#### [Problem]
The whole listing below, with no pictures, is to be repeated as it stands.

#### [Material provided]

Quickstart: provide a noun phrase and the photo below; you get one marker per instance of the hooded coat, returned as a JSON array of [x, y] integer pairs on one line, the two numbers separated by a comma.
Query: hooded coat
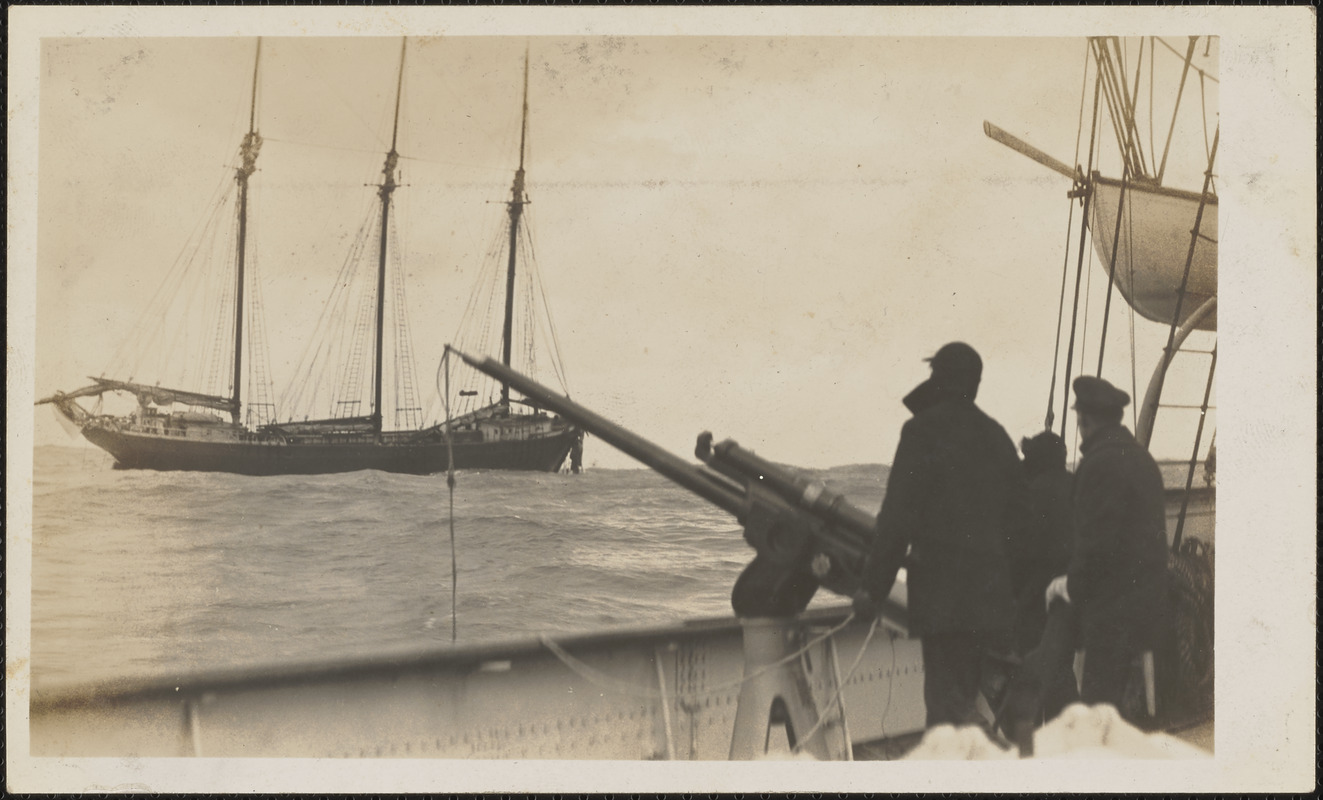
[[1118, 566], [957, 500]]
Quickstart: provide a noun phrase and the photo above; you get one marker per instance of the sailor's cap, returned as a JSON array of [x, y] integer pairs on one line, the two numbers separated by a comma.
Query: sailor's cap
[[1097, 396], [957, 359]]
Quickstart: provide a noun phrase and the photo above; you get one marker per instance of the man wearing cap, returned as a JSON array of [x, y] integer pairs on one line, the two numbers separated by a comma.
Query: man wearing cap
[[1117, 578], [957, 500]]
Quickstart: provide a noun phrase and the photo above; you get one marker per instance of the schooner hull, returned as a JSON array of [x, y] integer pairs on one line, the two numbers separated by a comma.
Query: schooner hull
[[1154, 246], [275, 455]]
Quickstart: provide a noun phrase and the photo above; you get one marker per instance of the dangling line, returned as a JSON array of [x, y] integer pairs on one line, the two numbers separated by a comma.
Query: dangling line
[[1065, 259], [450, 483], [1084, 232]]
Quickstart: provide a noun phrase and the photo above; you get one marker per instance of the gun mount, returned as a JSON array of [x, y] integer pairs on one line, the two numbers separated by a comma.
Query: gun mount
[[803, 533]]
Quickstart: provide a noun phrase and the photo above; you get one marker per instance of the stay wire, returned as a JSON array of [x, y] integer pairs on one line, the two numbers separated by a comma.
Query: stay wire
[[1065, 259], [450, 484]]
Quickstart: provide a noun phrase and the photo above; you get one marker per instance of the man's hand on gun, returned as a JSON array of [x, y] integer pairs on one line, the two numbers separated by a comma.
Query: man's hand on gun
[[1057, 589]]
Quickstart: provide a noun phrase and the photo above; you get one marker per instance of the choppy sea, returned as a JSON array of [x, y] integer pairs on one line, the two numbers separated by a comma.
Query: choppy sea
[[139, 573]]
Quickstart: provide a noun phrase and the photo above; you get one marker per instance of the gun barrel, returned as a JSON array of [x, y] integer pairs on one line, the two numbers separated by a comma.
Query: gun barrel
[[704, 483], [807, 493]]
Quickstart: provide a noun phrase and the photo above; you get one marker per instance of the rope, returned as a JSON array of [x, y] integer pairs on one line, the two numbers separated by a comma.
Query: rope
[[1065, 259], [1084, 232], [596, 676], [1191, 590], [1182, 57], [450, 484], [1134, 378], [840, 688]]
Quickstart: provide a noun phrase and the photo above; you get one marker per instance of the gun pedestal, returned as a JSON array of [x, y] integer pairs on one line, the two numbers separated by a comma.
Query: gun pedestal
[[783, 693]]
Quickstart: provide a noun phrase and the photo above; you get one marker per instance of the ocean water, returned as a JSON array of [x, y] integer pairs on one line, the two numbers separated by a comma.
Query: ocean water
[[139, 573]]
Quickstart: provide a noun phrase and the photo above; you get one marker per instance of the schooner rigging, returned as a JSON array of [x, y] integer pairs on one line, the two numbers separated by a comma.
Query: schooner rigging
[[159, 437]]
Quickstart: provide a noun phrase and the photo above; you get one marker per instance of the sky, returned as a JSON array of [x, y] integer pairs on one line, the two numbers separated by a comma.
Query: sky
[[756, 236]]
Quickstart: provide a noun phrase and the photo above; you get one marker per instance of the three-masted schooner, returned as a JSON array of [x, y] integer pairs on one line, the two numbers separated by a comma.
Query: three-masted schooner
[[177, 429]]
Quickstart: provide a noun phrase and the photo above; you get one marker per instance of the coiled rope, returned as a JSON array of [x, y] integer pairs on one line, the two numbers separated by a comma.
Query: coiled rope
[[596, 676], [840, 688], [1191, 590], [602, 680]]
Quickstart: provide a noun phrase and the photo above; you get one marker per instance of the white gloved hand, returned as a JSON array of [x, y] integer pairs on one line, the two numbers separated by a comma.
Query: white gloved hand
[[1057, 589]]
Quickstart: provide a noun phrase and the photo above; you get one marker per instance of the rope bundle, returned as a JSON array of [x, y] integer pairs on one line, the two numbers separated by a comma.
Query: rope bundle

#### [Answer section]
Quickstart: provide a noun phrase and the photo below; you get one marker per instance of the hooded coat, returned as a JSON array of [x, y] integer pairs on one line, the two numbers separated by a comma.
Query: hooded coat
[[1118, 566], [957, 500]]
Quickstart: provide a noun phrase and the photo above; you get one marker per instance of the sailor's cap, returned as a JSON array of [x, y] integer pairs on one line, the two numbers separated by a comma.
Query: sailor's cap
[[1097, 396], [957, 359]]
Quickstart: provide a noun phrase and the photo above; you get one marker per instance of the man wearing cap, returned as a JSON array of [x, y] integer pairs on one line, the two numbers separated by a comma.
Query: man wearing cap
[[1117, 578], [957, 500]]
Quickstart: provide a noun phrase and the photo above; you get one marker per instance of the schooner hull, returned as a JSON array of [x, y] integer pairs on one line, the two numbers separated by a comma.
Query: schooner hull
[[1154, 246], [275, 455]]
Quickstart: provide a noun phrase and the photo above; you get one marker per instance of the dangling line, returned as a JSON array of [x, y] integer pairs on one line, the two numbers separated by a comma.
Query: dangling line
[[1065, 259], [450, 483], [1084, 232]]
Quickstart: provide a noun phrase and the photo above; you get one marker per instance of the gun mount, returned as a JSON array of [x, y] integer pairs on one line, the two numbers separated by a comma.
Query: gun mount
[[803, 533]]
Quickstart: provide a noun phrase and the photo above; you get one marker per instance of the stay wire, returned as a JSON array of [x, y] integer pairs on one line, the two numbers separated by a comma.
Query: stay wire
[[1065, 259], [450, 484]]
Quickstart: provide a noun phrase and the photo above; you get one marker per instance of the man's hand on gun, returned as a JSON array of [x, y] integer pairs on one line, the two numbers separated by a comma.
Query: man's hand on gun
[[1057, 589]]
Quickstart: provide a noun phrase and the photo above; you get one marker per instance of the choppy sea, returned as a JSON array of [x, y] integer pairs on one line, the two numbers separated by a comma.
Query: choppy sea
[[139, 573]]
Quickstart: provide a noun phrase and the photo above; you get one marker per instance of the gun barrel, returned as a JSON array of [x, y] integer pairs on one line, the two numbers separated by a comma.
Query: gun barrel
[[704, 483], [807, 493]]
Quickstart: provide a noun phrase and the photo above; you get one marker per instance of the rope, returned as a JSON array of [x, y] integer pairs on one line, the two numbers separated by a comma.
Query: rope
[[1065, 259], [1084, 232], [596, 676], [1191, 590], [1182, 57], [450, 484], [1134, 378], [840, 688]]
Quickstart: provide a noun phrase and the photo above; you get one marker per instance of the gun pedestal, returned as a JSON array of [x, y] integer pairs on one line, the two numbers separated by a comma.
Query: gun pedestal
[[783, 693]]
Quickstart: provide a noun phrase and the photo above; you get one marker per instance of the ocean water, returned as a JSON array of [x, y] integer pairs on one line, the two numbers separated by a comma.
Query: ocean water
[[139, 573]]
Quickstart: provide a noun phrase and the photo above; you get one marker per instance of the schooner rigging, returned as a JSON array of [x, y] integer pairs on one line, the two numbers separated by a comma.
Query: schooner rigging
[[159, 437]]
Quickstart: provide a noun phrase and the photo above; you get one marker per instance of the sky, returned as a JSON array of [x, y] integer pairs on one line, the two numbers separated by a comma.
Query: sky
[[756, 236]]
Quickstart: provide a noun phrase and the photo above; you get one marker per instance of the three-masted schooner, returned as a JSON array of [x, y] integer pairs on one line, the two numbers separated by a comma.
Query: three-masted schooner
[[177, 429]]
Quickstart: provide a noun phrase and the photo above; you get one marker per instance of the coiled rope, returned as a JSON array of [x, y] integer pairs on one line, the two numbers separated by a comma.
Query: coiled rope
[[596, 676], [840, 688], [1191, 590], [602, 680]]
Quickstart: provide a noun phrase and the photo above; you get one marker per instance of the white gloved hand, returned as a JSON array of [x, y] integer pairs on one line, the two numbers separated by a comma.
Query: white gloved hand
[[1057, 589]]
Quickstart: provide a noun phrase and the photo above; you get one marker per instance of the rope bundle, returned as a JSON array of [x, y] integer pairs on one line, the two numbers separated by a comma.
Query: rope bundle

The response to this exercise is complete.